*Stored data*
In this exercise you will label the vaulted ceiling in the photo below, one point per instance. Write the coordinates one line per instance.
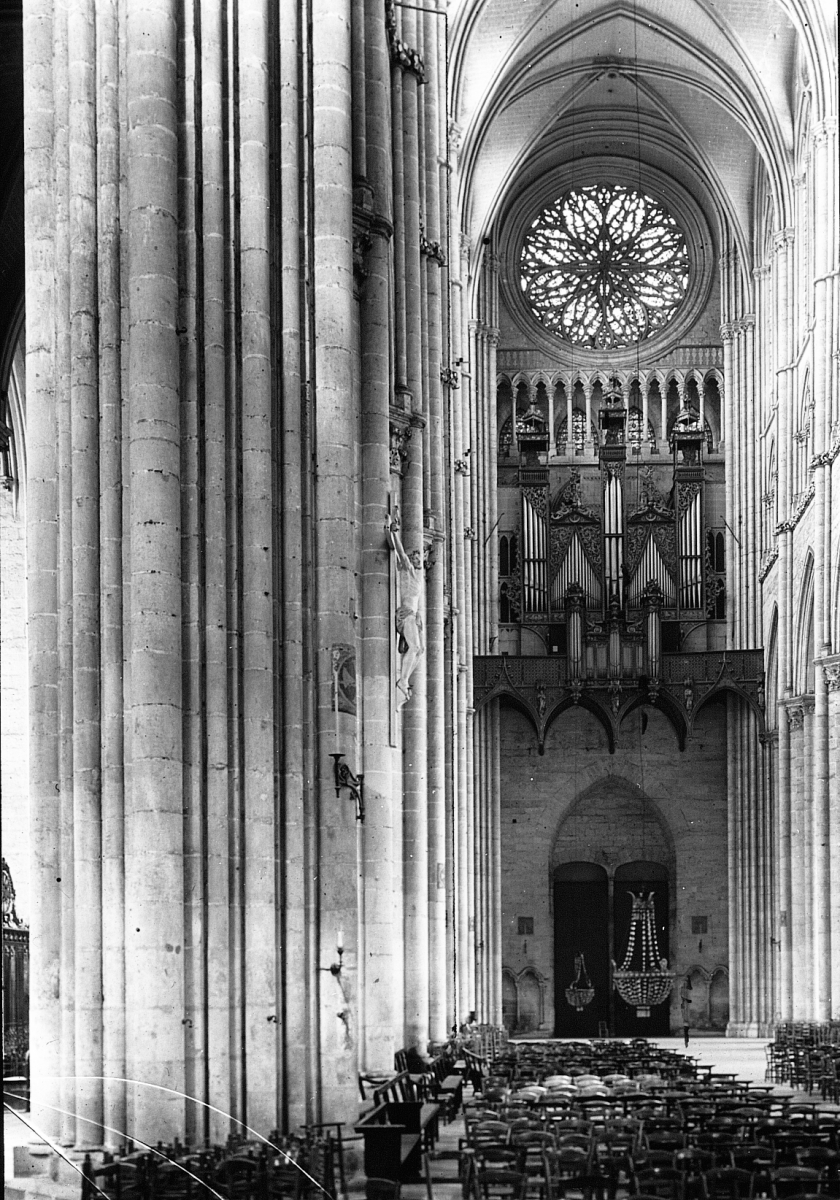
(700, 90)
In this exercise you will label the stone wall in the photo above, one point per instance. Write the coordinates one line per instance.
(647, 801)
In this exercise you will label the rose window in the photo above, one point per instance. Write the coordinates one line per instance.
(605, 267)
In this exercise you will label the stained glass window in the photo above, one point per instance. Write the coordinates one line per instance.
(605, 267)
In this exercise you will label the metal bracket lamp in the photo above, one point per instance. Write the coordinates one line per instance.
(335, 967)
(355, 784)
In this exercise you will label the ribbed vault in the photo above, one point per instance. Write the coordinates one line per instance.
(701, 90)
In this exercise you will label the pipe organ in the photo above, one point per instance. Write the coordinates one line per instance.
(613, 541)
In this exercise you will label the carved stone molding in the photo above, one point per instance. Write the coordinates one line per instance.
(823, 130)
(432, 250)
(767, 559)
(783, 239)
(832, 672)
(403, 55)
(400, 436)
(343, 661)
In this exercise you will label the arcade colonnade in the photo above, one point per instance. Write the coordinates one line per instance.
(247, 347)
(263, 328)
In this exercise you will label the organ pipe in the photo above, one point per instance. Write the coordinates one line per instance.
(652, 569)
(534, 558)
(691, 555)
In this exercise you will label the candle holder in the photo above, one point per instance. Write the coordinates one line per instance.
(355, 784)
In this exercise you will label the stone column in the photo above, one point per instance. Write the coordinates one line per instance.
(727, 336)
(831, 667)
(335, 510)
(798, 918)
(84, 525)
(382, 910)
(111, 581)
(784, 851)
(154, 801)
(42, 551)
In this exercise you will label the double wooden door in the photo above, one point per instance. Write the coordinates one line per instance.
(592, 918)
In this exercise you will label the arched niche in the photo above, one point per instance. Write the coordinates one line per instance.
(719, 999)
(508, 999)
(611, 822)
(531, 1002)
(581, 905)
(641, 717)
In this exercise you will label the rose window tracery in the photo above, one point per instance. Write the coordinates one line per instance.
(605, 267)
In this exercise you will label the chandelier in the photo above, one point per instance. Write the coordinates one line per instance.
(643, 978)
(581, 991)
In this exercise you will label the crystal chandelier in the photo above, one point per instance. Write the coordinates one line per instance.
(643, 978)
(581, 991)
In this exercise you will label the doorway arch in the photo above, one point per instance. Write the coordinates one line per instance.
(581, 928)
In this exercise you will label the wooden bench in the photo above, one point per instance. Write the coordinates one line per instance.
(397, 1129)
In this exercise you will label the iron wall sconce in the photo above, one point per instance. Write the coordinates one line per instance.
(355, 784)
(335, 967)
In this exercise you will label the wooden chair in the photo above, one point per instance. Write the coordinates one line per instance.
(501, 1185)
(729, 1183)
(382, 1189)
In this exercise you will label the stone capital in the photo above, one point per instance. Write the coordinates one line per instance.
(796, 715)
(825, 130)
(783, 239)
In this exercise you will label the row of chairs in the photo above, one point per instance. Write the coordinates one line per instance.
(286, 1169)
(576, 1134)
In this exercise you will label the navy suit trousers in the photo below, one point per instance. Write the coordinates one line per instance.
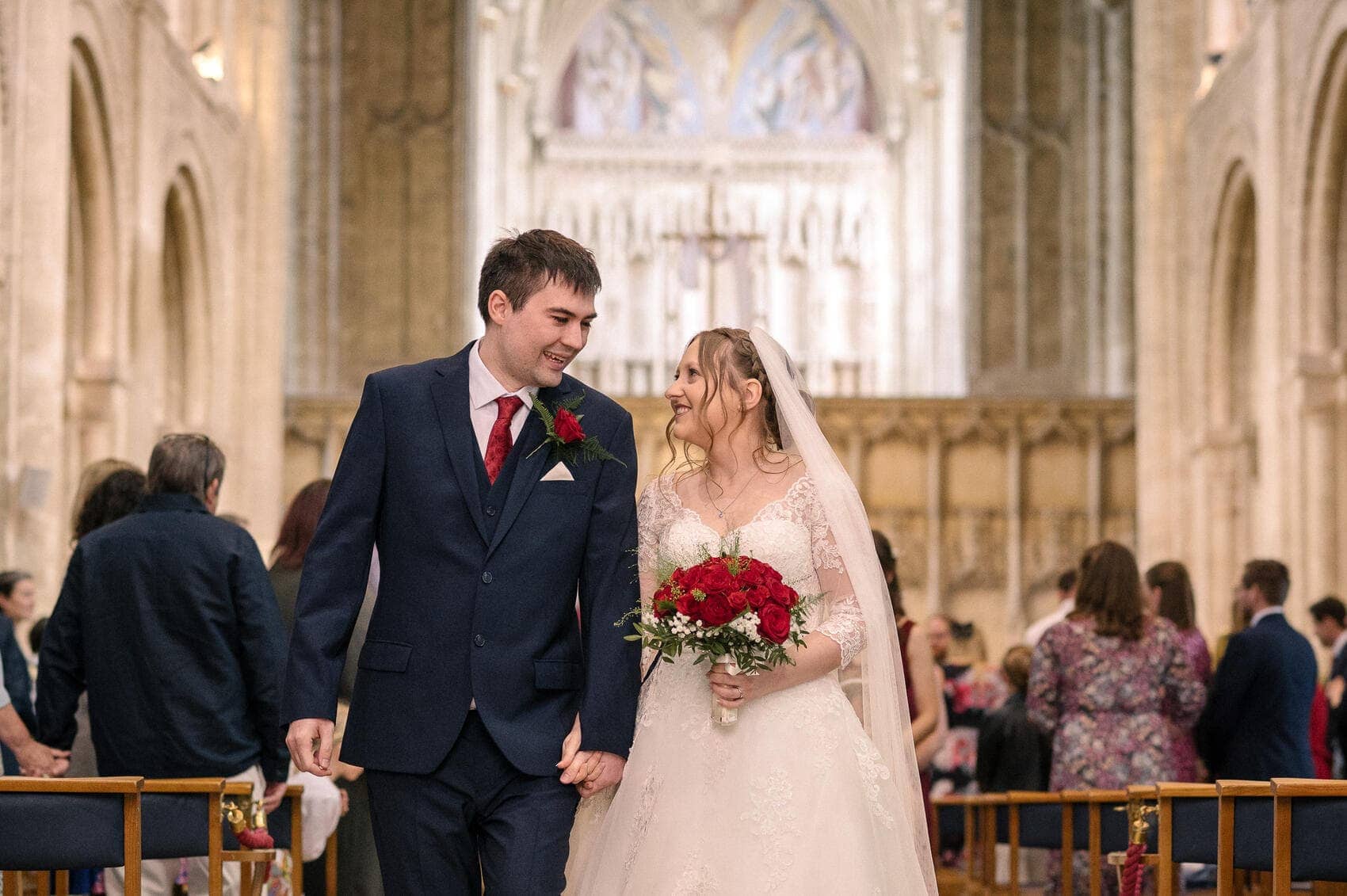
(475, 821)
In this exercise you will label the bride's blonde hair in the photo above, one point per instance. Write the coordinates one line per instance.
(727, 359)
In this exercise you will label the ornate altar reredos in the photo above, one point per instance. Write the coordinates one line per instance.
(741, 162)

*What you have to do*
Give all of the material above as a two-column CSV with the headers text and answer. Each text and its answer form one row, with each value in its own quoted field and line breaks replaced by spaces. Leave the pictures out.

*Final result*
text,answer
"In this exercise you will label the vaulted ceiling in the photo below, one point per instance. Write the coordinates one line per instance.","(700, 90)"
"In this exercise you will label the stone wall in the photo above, one point per instance. Write the coordinates one line per instance.","(647, 801)"
"In this exercise you will label the rose window in the photo above, one point per instance. Write the coordinates one line per instance.","(605, 267)"
"In this exercise you will label the stained glass window in the photo above, one point per instance. Write the coordinates one line per instance.","(605, 267)"
"In this exercise you will label the metal bracket lamp in the photo above, one point per instance. Write the coordinates one line per instance.","(335, 967) (355, 784)"
"In this exercise you will label the ribbed vault in the photo above, one point per instance. Write the coordinates one line per instance.","(701, 90)"
"In this exercise you will label the pipe organ in the photo above, one point per instance. Write the coordinates one line per instance.","(613, 541)"
"In this exercise you will label the carved stone molding in the photo above, one point per instance. Write the coordinates one line per instance.","(823, 130) (432, 250) (767, 559) (783, 239) (832, 672) (403, 55) (400, 436) (343, 661)"
"In this exercise you will label the arcade colonnade in the photo above, one point per instance. Write the coordinates one line per instance.","(247, 347) (263, 328)"
"In this exercise you will label the organ pipe in the photo above, one point per instance. Write the coordinates one line per instance.","(652, 569) (534, 558) (691, 555)"
"In this exercise you will label the candle holder in the photo above, one point per instance. Write the coordinates one line per instance.","(355, 784)"
"In this exercise you will label the stone column in the photo above, one point per instance. Write the coordinates one line per instance.","(727, 336) (831, 667) (335, 510) (798, 918) (84, 525) (382, 910) (111, 581) (784, 851) (154, 801) (42, 551)"
"In this exercise you will label the double wooden door in the photo above, one point per instance. Write the coordinates one line per instance.","(592, 918)"
"In this exercise you will label the arched niche in the photo above, one point per instance. Write the coordinates one line per instance.","(719, 999) (508, 999) (611, 822) (531, 1002) (581, 905) (641, 717)"
"In this exercise you will label the rose window tracery in the photo above, one point per instance. Write the coordinates one line per instance.","(605, 267)"
"In this exercise you will label the chandelier in the photo above, one point per instance. Write the coordinates one line per instance.","(643, 978) (581, 991)"
"In this exercise you will label the crystal chandelier in the photo above, one point per instance. Write the coordinates one line per instance.","(643, 978) (581, 991)"
"In this exercise you will label the doorway arch in the photo above, one point per instance. Write the coordinates one line per instance.","(581, 928)"
"In this exercise you will label the wooden bench in the photo above, one point per instance. Write the coordinates one line per instance.","(397, 1129)"
"In this exercise you will label the iron wall sconce in the photo above, one point per instance. Write the coordinates one line per instance.","(355, 784) (335, 967)"
"In this exercise you will label the wooden chair in the photo above, one point per instance. Write the coordinates one line per instance.","(501, 1185) (729, 1183) (382, 1189)"
"In this exercise you will label the stone capital in the photo above, one point per instance. Write the coordinates one line per instance.","(796, 715) (825, 130) (783, 239)"
"In this exercise you will label the row of chairs in the photo above, one point per instance. Write the coordinates one line per instance.","(286, 1169) (576, 1134)"
"In this exercise you will label the navy suit trousers in the photo below, one point per instance. Write the coordinates one line per instance.","(475, 821)"
"In this exercise you will label the bride's blonde hair in the photo above, one point per instance. Write the coordinates one line per instance.","(727, 359)"
"In this exercise you will label the ornate altar reredos in the photo above, one point per instance. Write the coordinates one line per instance.","(741, 162)"